# HMCS Toronto



## Wils21 (10 Jul 2005)

TORONTO, ONTARIO--(CCNMatthews - July 5, 2005) - The Commanding Officer 
and ship's company of Her Majesty's Canadian Ship TORONTO are pleased to 
announce that the ship will be visiting the City of Toronto from July 
9th to 14th.

This will be its first visit to Toronto since 2000 and the first since 
returning from the Arabian Sea as part of Canada's contribution to the 
war on terrorism.

The ship will be open for visitors July 9th from 2pm - 4 pm, July 10th & 
11th from 1pm - 3pm and on July 12th from 10am - 3 pm. The ship will be 
berthed at Pier 283/291 Queen Elizabeth Docks, 255 Queen's Quay East, at 
the foot of Sherbourne Street. People visiting the ship are asked to 
bring photo ID and please leave personal kit bags ashore.

The ship, under the command of Commander Stuart Moors, will be stopping 
at several other cities after Toronto and conduct training exercises 
while in the Great Lakes.


----------



## Navalsnpr (10 Jul 2005)

Obviously last months fire which the media pounced on wasn't as big as the media made it out to be....


----------



## Wils21 (11 Jul 2005)

She seemed pretty sea worthy to me.  No trace of fire at all.  If anybody has a chance check it out.


----------



## Allen (11 Jul 2005)

I toured the ship this afternoon and was very impressed. The crew was very friendly and eager to answer questions. The vessel itself was shipshape as far as I could tell. I was surprised that many members of the public showed up, since the ship was moored in a less than ideal location...hidden behind a golf dome in the ugly port area...yuck!

At least half a dozen city cops and MP's were conspicuous outside the ship, and on board some crew members stood guard with sidearms. Also, some type of protective floating boom encircled the ship. I wonder if this is standard for a port visit, or was DND spooked by the recent events in London?


----------



## Ex-Dragoon (11 Jul 2005)

I wonder if the protective boom you are referring to is the anti pollution barrier we put down in case we have a spillage or leakage?


----------



## Vigilant (11 Jul 2005)

Maybe since the USS Cole incident? Is it far enough to prevent that kind of thing? Or maybe it is an anti-spillage device.

I'd like to visit the ship tomorrow.


----------



## Ex-Dragoon (11 Jul 2005)

not knowing what it looks like I can't say either way.


----------



## Allen (11 Jul 2005)

> I wonder if the protective boom you are referring to is the anti pollution barrier we put down in case we have a spillage or leakage?



That's very possible. I'm not knowledgeable about these things & didn't see it from close quarters. It was yellow, that's all I can tell you.


----------



## Ex-Dragoon (11 Jul 2005)

From the National Post:

Warship pledges to keep cannons silent: 1817 treaty requirement: HMCS Toronto alerts U.S. before Great Lakes cruise

--------------------------------------------------------------------------------

Before the Canadian warship HMCS Toronto was allowed to sail into her namesake city today, it had to promise the United States that it would not try to rekindle the War of 1812.

■ ■ ■ ■ ■

WHAT IS ASKED
Return everything in the HMCS Toronto thread from "I toured the" down to "ugly port area...yuck!", copied word for word. The records that follow the thread are not required for this exercise.

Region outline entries
■ ■ ■ ■ ■

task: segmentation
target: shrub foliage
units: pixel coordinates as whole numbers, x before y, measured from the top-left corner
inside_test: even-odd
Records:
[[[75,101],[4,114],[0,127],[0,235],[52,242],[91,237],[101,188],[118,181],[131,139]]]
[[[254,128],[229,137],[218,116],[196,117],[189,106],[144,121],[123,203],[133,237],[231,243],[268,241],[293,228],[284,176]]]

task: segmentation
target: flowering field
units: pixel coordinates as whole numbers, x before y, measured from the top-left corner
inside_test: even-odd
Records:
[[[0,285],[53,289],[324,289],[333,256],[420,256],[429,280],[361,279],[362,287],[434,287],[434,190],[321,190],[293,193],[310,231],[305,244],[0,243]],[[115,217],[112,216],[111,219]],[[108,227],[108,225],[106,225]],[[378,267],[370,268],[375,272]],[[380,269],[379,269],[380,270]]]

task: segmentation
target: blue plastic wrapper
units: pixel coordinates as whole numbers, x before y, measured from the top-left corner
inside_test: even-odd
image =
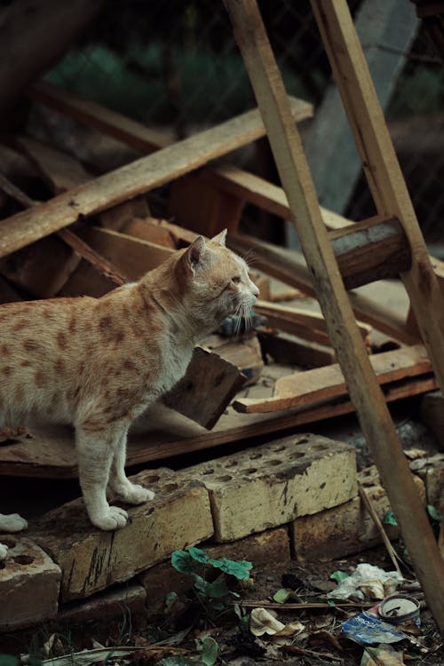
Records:
[[[392,624],[385,622],[374,613],[363,611],[359,615],[341,622],[342,630],[348,638],[362,646],[379,643],[397,643],[407,638]]]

■ ■ ■ ■ ■

TASK OUTPUT
I toured the ship this afternoon and was very impressed. The crew was very friendly and eager to answer questions. The vessel itself was shipshape as far as I could tell. I was surprised that many members of the public showed up, since the ship was moored in a less than ideal location...hidden behind a golf dome in the ugly port area...yuck!